### What the exercise asks
Using the article on Eisenkot's threat assessment, explain the grounds he gives for warning about possible threats from the Islamic State terror group.

### Page text

>> Begin

Eisenkot said Iran is giving Lebanese terror group Hezbollah approximately $1 billion a year, and that the Shiite organization remains “our central threat.”
“Hezbollah is funded, trained and even led by Iran,” he said.
He acknowledged that “there is no doubt that the accord between Iran and the West is a strategic turning point.”
“The IDF needs to be prepared for the breakout of war in a very short period. It would be a mistake to put all our resources into the fight against terror,” he said.
Israeli estimates put Hezbollah’s rocket arsenal at 100,000 short-range rockets capable of striking northern Israel, plus several thousand missiles that can reach Tel Aviv and central Israel, and hundreds more that can reach across the entire country.
However the Iranian-backed group has been bogged down battling Sunni rebel groups in Syria in an effort to prop up Syrian President Bashar Assad’s regime, suffering heavy casualties along the way.
Despite occasional cross-border flare-ups with Israel, officials believe the group is not interested in another large scale conflict with the Jewish State akin to the 2006 Second Lebanon War.
Eisenkot warned that a more immediate threat was daily violence in the West Bank and Jerusalem, which he warned would continue “for years.”
Calling the spate of stabbing attacks the “most worrying,” he noted that Monday morning’s stabbing of a pregnant woman in a settlement was the 101st attack on a civilian or soldier since hostilities escalated in late September.
Palestinian children, he said, were being educated by the sword and the Koran.
He also warned about possible threats from the Islamic State terror group, which he claimed has greater support in the West Bank and Gaza Strip than in any Arab state, with 16% approval, and said its adherents could turn their sights against Israel and Jordan.
In Gaza, Eisenkot warned that with Iranian backing, Hamas could restart hostilities with Israel. He said the sporadic rocket fire at southern Israel in the past year was carried out by radical Salafist groups in the Gaza Strip who are opposed to Hamas, and that the area was quieter in 2015 than at any point since the 1970, but the quiet might not last.
“Hamas is busy rehabilitating its abilities with Iranian aid instead of focusing on rebuilding the [Gaza] Strip,” Eisenkot said.
Sketching out Israel’s strategic priorities, the chief of staff, who took command of the Israeli armed forces last year, said the two ascendant issues were the growing threat of terrorist groups and cyber warfare, while weapons of mass destruction and conventional wars between states were of diminishing concern — “though the IDF is still prepared for it.”
It used to be that armies were either preparing for war or waging it, Eisenkot said. Now you must to do both at the same time, constantly employing force.

>> End

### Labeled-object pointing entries
>> Begin

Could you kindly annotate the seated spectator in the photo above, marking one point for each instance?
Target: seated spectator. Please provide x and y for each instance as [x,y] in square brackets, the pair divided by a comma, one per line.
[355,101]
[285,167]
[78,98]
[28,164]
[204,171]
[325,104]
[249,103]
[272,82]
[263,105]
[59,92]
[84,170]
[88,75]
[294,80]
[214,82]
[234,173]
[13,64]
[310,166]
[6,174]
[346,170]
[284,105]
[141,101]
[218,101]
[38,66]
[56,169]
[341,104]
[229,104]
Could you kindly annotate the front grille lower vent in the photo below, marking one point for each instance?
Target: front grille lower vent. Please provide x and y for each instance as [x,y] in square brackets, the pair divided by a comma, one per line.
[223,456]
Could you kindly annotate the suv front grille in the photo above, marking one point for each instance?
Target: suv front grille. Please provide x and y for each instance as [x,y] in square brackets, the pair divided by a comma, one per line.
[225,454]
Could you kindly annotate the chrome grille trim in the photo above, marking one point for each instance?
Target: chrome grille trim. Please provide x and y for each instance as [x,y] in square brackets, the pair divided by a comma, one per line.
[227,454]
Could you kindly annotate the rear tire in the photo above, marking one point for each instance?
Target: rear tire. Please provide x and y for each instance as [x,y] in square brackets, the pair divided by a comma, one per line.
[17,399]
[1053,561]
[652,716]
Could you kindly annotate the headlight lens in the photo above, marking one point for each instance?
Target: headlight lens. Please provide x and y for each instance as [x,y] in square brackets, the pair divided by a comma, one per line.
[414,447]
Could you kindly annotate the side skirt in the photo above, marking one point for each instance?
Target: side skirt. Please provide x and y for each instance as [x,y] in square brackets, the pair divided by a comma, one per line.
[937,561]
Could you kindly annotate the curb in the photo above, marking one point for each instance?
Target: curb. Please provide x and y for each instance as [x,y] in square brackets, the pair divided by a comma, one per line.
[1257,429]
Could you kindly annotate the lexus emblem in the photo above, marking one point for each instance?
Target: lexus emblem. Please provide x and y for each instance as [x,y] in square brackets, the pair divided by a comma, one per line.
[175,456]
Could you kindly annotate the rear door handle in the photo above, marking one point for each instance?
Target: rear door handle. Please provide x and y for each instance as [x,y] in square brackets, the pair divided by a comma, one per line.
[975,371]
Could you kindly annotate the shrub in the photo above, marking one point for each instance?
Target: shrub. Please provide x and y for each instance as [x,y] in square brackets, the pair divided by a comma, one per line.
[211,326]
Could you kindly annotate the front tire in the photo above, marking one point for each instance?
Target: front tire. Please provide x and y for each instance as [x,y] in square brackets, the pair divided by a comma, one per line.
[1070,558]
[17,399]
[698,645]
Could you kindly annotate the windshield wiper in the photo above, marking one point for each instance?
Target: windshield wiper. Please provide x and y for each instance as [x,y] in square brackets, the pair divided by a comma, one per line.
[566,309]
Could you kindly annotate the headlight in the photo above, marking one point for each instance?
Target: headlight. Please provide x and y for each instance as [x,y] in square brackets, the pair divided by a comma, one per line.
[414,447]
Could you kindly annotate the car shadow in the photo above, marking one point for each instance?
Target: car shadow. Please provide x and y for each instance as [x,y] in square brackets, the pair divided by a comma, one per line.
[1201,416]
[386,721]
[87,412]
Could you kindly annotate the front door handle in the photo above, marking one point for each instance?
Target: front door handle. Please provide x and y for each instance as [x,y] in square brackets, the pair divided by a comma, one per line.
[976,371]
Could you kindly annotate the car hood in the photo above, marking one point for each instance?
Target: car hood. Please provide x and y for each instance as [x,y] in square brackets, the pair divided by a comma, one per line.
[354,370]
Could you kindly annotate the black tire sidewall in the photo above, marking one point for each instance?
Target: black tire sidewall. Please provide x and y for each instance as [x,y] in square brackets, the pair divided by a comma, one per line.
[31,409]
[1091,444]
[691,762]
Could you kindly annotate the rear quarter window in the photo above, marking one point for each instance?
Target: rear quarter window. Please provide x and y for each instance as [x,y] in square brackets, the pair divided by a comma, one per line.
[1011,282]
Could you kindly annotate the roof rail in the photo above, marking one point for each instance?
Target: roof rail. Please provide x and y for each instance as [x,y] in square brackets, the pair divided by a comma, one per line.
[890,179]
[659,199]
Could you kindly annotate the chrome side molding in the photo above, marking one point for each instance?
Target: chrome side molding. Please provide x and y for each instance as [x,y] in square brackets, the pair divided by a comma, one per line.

>> End

### Problem solution
Eisenkot claimed the Islamic State has greater support in the West Bank and Gaza Strip than in any Arab state, at 16% approval. He said its adherents could turn their sights against Israel and Jordan.